# Stored data:
________________________

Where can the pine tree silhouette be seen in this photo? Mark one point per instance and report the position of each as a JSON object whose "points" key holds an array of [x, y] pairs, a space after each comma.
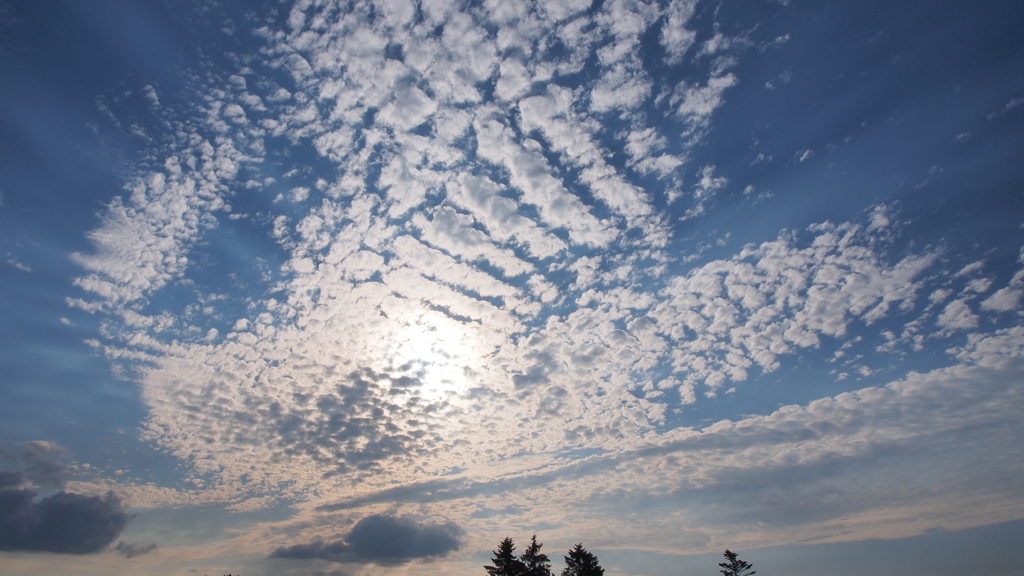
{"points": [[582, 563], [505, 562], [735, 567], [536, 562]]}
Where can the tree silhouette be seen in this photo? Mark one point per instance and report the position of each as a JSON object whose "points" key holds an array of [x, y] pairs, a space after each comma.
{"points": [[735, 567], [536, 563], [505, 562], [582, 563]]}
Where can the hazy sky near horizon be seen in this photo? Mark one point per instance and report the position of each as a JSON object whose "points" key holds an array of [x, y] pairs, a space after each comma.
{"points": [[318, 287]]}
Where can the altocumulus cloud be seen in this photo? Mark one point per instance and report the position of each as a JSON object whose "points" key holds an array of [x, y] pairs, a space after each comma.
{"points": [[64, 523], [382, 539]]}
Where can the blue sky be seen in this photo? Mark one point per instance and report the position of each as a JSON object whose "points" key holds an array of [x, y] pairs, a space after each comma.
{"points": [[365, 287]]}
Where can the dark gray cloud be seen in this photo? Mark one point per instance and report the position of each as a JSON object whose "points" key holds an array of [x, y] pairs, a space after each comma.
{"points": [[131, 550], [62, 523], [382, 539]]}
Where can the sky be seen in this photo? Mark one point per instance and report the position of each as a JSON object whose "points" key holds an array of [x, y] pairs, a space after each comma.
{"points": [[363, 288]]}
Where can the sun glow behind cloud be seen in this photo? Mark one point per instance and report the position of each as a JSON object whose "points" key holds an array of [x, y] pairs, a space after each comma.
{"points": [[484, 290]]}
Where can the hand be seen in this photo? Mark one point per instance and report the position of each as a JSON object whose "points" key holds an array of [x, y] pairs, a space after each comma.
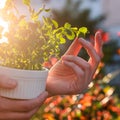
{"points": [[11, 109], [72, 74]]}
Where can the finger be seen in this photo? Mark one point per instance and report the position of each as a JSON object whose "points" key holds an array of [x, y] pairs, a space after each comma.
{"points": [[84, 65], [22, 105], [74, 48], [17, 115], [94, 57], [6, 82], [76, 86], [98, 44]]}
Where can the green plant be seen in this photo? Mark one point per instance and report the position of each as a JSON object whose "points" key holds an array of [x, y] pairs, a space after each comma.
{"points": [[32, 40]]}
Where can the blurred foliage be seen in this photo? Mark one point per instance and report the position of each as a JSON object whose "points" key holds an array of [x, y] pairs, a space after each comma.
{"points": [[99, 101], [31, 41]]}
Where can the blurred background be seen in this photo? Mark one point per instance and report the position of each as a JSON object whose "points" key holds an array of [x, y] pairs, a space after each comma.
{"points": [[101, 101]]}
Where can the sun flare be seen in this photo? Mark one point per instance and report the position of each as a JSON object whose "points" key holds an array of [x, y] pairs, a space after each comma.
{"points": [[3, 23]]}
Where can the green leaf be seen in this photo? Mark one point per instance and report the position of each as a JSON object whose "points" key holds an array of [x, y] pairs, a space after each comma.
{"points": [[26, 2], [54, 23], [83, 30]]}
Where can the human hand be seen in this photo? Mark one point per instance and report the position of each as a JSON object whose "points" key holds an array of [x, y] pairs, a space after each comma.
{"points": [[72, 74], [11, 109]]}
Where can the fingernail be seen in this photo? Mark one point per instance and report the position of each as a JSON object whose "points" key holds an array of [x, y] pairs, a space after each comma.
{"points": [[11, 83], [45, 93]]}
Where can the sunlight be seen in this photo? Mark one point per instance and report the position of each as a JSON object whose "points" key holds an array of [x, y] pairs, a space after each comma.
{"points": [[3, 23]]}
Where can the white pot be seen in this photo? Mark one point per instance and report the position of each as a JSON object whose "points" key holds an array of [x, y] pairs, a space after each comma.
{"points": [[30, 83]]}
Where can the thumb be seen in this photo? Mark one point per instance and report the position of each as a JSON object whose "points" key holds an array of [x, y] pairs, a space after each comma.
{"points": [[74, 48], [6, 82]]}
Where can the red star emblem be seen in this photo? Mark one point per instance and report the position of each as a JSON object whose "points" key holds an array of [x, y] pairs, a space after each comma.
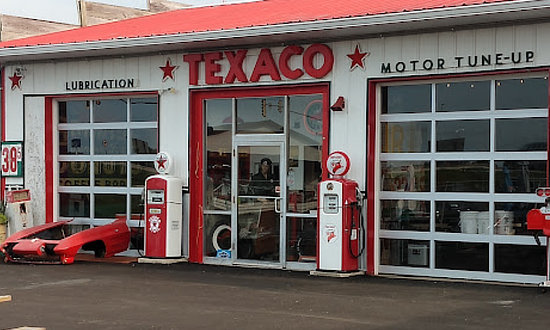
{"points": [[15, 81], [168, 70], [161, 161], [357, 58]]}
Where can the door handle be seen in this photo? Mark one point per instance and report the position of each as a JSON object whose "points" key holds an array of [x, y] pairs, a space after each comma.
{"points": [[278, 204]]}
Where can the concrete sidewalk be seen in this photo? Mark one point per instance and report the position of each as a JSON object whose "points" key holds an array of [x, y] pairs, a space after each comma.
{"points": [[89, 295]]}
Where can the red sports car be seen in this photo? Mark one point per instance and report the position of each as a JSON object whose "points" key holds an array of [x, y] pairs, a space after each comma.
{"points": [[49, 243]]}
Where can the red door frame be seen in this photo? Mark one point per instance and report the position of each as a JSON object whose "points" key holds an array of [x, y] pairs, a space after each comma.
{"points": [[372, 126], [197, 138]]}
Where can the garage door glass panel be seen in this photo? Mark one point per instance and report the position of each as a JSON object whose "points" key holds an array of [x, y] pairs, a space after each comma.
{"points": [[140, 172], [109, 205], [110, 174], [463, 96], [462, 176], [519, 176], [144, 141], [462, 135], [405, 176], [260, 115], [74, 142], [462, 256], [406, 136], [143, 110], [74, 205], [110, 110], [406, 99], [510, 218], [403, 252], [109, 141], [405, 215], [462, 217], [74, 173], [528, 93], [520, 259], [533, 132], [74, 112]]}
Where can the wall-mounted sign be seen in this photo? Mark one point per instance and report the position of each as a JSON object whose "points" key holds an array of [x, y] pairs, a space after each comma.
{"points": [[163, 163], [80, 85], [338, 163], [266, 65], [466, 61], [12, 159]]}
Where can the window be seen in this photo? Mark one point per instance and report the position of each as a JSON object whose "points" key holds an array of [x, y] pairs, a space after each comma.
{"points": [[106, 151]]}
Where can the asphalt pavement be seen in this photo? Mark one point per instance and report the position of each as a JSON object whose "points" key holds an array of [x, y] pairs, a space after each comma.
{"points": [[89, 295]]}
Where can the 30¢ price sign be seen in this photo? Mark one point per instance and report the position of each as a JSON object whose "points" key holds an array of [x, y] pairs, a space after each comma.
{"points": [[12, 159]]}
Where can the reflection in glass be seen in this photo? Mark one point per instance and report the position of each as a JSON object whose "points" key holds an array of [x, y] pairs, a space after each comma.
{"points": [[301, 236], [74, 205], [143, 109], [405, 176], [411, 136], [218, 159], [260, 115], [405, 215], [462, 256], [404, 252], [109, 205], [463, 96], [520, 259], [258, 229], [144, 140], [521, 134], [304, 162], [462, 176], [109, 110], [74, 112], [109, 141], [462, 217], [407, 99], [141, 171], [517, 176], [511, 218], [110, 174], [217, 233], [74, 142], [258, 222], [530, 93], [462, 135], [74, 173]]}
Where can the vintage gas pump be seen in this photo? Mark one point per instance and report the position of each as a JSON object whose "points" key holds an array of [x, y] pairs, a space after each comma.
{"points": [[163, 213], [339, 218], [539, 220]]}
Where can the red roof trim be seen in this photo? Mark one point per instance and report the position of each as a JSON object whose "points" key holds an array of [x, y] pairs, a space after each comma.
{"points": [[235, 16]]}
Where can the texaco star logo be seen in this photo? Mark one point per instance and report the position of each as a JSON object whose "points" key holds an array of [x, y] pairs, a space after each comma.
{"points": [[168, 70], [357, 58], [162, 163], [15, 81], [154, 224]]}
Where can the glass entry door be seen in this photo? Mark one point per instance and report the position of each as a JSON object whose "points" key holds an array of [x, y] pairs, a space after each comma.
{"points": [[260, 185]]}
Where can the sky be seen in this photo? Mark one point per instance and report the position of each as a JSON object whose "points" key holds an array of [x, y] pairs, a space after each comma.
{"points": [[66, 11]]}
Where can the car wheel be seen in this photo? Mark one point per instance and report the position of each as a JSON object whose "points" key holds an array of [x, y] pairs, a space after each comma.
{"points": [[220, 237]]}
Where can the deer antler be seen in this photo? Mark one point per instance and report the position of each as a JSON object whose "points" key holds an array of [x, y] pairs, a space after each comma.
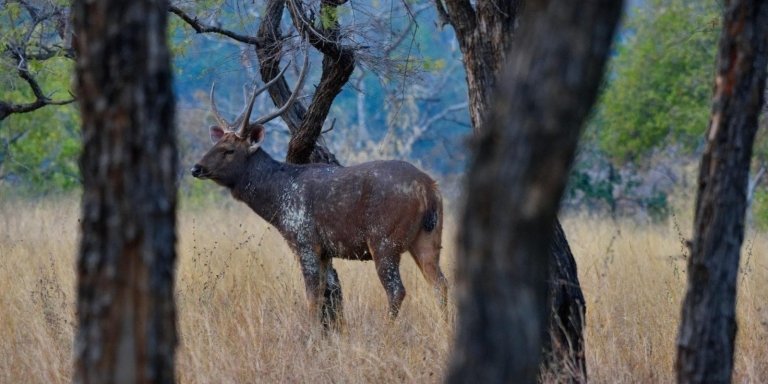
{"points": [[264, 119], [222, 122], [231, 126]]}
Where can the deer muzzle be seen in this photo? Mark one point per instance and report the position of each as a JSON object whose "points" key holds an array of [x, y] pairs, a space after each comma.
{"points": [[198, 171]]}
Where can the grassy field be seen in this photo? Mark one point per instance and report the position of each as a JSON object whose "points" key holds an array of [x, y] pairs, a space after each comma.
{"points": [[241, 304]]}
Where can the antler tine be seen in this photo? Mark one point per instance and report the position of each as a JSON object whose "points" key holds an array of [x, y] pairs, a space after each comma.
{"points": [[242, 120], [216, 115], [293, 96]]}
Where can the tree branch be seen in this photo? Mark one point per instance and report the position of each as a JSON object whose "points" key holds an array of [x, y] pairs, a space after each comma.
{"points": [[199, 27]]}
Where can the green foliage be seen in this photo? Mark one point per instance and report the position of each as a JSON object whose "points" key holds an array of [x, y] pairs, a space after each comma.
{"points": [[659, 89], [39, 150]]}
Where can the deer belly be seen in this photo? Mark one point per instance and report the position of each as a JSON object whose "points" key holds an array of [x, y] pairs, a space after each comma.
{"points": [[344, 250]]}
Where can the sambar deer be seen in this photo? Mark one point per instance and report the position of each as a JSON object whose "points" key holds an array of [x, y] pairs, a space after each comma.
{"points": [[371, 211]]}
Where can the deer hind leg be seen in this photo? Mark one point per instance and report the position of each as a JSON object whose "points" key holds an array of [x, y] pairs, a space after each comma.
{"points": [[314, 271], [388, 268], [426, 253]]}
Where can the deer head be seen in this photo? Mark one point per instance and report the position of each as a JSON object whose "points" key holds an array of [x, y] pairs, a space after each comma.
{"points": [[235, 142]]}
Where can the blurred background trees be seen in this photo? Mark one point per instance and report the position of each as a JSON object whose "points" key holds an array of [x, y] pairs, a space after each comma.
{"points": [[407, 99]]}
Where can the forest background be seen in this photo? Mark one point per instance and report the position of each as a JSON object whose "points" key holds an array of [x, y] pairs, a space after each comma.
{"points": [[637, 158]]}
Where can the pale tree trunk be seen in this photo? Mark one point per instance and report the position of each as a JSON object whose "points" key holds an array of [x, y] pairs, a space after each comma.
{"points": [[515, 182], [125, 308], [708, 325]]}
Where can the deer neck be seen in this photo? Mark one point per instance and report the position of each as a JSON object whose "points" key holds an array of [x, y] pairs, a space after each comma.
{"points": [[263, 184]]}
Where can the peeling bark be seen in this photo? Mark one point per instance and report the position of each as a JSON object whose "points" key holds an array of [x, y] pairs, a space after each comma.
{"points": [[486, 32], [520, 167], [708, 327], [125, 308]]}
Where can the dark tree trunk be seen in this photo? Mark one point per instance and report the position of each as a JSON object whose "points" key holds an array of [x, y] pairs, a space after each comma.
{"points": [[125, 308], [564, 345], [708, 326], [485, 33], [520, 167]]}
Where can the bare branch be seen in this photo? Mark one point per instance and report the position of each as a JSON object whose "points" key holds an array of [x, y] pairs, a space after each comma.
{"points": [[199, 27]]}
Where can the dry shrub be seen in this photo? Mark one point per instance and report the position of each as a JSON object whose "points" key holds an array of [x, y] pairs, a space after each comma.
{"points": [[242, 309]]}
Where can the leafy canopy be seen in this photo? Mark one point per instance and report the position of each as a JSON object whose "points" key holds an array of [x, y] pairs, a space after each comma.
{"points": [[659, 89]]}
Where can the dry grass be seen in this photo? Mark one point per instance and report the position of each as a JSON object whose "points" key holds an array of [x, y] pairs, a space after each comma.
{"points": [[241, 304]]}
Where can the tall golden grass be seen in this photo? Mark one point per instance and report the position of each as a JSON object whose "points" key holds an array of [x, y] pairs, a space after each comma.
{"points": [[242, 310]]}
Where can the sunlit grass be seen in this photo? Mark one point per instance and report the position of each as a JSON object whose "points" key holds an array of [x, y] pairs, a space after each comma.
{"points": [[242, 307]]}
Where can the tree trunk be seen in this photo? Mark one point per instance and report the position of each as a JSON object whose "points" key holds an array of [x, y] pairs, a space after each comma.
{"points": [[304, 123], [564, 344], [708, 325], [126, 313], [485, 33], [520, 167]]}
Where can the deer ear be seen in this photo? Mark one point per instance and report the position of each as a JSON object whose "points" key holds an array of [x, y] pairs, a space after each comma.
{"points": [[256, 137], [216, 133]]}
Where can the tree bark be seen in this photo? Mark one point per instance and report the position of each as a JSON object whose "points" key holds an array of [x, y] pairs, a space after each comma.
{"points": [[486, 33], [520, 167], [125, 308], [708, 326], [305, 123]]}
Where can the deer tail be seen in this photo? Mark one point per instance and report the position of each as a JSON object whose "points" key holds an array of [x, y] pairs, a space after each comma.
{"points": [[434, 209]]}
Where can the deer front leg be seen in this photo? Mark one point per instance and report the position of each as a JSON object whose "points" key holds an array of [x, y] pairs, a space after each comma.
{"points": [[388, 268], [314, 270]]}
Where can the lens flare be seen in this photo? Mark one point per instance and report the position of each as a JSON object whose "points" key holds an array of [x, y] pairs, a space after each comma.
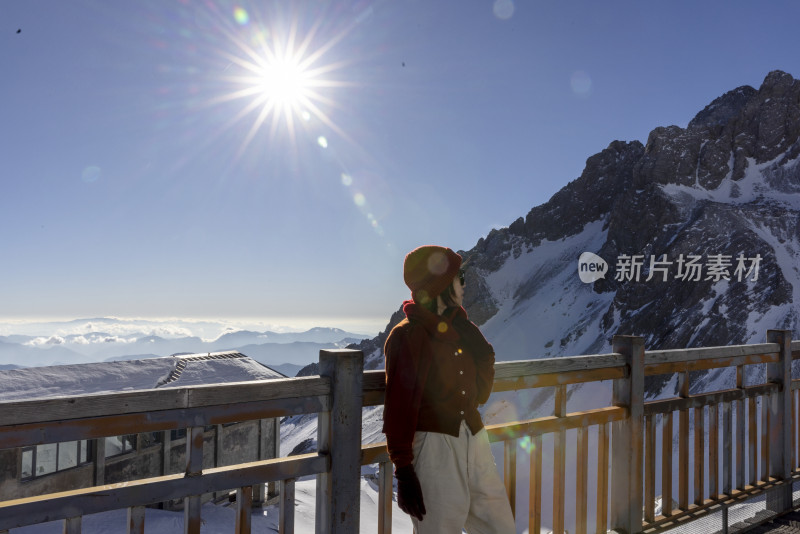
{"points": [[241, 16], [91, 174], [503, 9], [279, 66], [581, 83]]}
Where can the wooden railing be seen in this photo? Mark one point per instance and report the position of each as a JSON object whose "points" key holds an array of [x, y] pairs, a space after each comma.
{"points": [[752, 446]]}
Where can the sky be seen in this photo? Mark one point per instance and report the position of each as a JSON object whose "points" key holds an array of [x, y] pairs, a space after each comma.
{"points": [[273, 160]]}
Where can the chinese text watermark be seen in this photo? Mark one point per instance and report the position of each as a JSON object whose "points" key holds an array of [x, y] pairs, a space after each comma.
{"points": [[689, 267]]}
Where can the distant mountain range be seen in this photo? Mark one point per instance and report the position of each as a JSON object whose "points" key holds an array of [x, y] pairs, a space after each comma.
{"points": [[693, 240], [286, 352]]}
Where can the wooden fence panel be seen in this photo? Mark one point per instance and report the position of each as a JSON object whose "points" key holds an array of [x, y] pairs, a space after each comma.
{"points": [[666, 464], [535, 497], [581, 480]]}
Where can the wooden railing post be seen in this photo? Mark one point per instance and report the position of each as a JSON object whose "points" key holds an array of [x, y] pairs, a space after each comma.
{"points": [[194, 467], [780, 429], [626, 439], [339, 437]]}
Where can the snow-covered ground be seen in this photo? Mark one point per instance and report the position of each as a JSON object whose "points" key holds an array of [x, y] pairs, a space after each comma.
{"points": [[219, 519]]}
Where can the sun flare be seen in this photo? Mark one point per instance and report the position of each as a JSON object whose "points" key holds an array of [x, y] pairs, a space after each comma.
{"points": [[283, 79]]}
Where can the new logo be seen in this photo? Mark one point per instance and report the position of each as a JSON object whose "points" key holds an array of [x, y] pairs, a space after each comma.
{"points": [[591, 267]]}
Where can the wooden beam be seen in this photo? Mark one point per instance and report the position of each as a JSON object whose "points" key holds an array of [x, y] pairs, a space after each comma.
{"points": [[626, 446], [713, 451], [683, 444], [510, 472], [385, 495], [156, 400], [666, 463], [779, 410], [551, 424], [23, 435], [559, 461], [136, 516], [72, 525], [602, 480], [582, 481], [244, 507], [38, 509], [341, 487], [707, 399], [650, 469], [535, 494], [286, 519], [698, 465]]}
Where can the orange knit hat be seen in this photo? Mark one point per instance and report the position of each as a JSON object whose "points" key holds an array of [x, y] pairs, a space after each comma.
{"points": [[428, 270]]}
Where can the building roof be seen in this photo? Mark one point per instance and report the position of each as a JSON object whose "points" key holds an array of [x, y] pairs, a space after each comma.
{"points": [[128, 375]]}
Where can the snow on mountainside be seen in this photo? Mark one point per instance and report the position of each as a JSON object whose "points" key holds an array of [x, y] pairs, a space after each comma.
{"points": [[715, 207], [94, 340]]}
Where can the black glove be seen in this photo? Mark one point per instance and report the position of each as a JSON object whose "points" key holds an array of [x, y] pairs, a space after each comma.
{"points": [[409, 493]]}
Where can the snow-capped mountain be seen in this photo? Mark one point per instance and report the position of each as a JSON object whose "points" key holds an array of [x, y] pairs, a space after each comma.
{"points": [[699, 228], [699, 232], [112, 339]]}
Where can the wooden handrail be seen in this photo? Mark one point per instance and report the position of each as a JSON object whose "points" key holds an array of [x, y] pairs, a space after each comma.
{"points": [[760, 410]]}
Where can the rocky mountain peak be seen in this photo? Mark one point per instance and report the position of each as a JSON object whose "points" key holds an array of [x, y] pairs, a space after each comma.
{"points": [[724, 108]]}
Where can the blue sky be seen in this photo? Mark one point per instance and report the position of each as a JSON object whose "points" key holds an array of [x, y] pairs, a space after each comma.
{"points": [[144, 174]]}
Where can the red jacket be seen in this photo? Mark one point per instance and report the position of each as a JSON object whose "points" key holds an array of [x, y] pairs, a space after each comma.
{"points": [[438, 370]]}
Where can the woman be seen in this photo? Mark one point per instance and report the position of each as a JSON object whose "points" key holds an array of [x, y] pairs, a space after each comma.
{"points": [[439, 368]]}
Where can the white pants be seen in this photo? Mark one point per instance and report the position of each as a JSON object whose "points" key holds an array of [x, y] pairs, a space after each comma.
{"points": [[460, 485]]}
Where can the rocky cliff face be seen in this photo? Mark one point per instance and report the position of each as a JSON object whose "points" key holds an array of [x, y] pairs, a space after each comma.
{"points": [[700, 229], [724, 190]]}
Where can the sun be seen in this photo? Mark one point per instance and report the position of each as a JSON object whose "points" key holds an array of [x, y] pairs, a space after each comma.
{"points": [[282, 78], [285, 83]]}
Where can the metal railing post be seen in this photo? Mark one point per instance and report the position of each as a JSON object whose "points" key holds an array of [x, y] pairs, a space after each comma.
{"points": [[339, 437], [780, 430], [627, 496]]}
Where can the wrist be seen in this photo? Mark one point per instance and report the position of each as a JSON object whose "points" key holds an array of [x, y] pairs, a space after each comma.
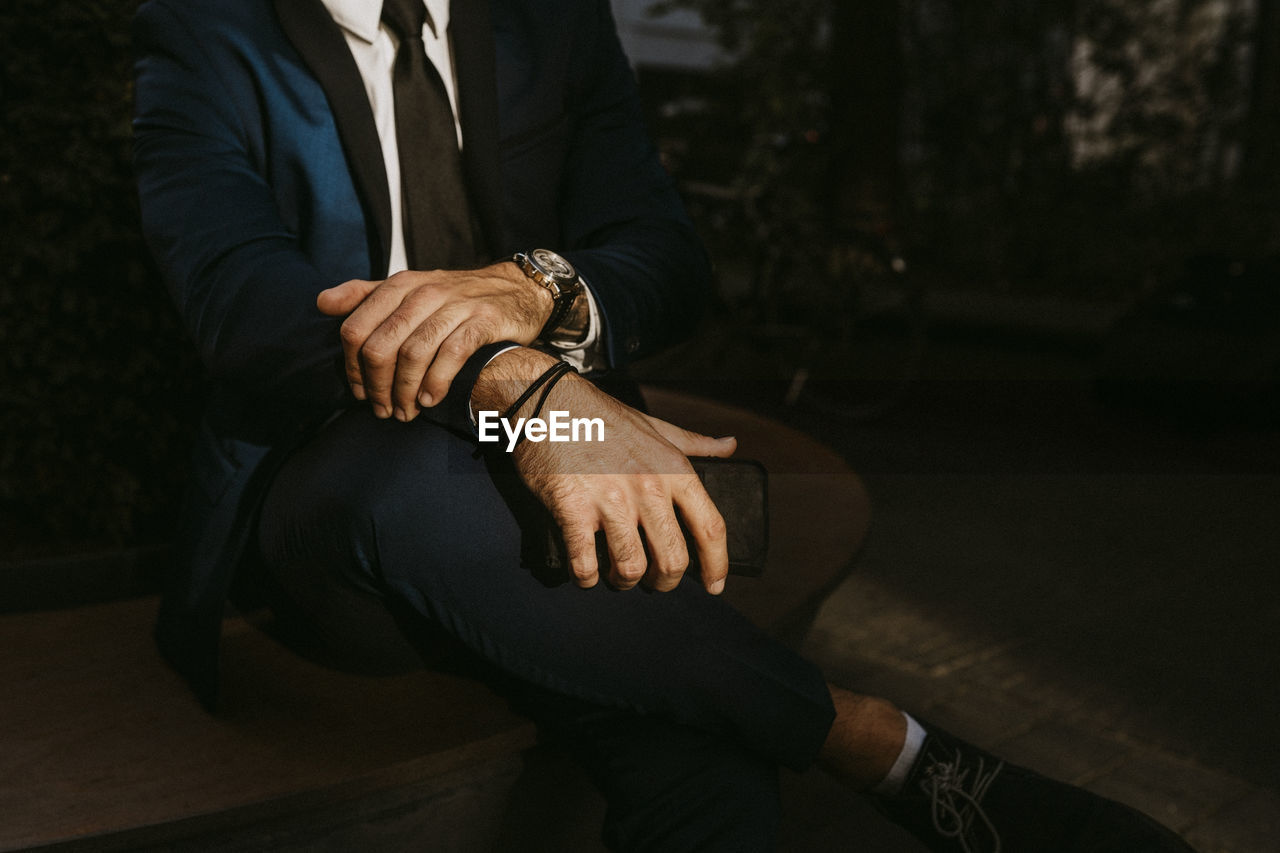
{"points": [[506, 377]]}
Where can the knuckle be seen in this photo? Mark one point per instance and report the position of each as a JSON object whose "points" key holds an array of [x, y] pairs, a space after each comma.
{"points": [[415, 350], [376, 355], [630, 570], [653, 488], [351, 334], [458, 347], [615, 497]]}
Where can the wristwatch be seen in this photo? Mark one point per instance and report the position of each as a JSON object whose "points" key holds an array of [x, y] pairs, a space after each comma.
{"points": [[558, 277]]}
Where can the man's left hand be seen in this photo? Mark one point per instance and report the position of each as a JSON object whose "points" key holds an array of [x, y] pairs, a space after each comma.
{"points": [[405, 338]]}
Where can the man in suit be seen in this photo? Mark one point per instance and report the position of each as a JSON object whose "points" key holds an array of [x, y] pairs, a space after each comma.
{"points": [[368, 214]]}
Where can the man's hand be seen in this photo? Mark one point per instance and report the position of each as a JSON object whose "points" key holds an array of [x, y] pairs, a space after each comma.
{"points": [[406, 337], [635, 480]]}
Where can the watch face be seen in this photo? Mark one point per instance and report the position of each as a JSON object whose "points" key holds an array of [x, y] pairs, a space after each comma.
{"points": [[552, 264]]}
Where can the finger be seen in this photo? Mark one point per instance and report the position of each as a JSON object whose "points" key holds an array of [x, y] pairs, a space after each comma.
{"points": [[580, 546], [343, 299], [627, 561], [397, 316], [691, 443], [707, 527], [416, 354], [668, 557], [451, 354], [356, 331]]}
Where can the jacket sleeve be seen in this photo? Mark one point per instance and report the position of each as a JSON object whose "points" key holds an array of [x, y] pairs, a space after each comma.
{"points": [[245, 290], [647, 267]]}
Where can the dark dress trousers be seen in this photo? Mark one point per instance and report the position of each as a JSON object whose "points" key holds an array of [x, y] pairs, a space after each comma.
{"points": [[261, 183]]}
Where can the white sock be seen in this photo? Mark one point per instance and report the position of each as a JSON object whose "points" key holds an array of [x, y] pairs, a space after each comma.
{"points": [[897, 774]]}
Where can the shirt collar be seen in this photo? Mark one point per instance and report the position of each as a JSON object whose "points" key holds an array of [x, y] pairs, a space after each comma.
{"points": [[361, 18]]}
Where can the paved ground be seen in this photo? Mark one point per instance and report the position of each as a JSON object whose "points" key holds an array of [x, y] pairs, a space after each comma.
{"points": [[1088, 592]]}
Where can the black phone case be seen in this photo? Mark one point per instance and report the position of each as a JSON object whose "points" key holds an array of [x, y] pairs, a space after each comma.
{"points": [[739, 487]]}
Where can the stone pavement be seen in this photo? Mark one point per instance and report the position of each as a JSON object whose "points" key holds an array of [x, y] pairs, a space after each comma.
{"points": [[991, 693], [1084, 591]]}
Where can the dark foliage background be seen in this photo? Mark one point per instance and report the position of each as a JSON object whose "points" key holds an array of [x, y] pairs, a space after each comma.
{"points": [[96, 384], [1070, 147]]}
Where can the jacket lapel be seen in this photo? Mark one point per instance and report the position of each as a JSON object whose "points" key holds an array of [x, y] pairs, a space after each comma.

________________________

# Requirements:
Repeat only the stretch of lines that begins at the line containing "Where can the dark foliage" and ends at the last line above, both included.

# Task solution:
Where can the dark foliage background be seen in this photo? Mark one point per instance and report the position of each as a JSON object whose "points" key holds an array of [x, y] pairs, a space after each comma.
{"points": [[96, 384], [1070, 147]]}
Where can the jacket lapel be seen in this photo? Mark one point per instance and report the position of each as a JSON object whose "points" key holds an array of [x, y] pairs, a space after each comma.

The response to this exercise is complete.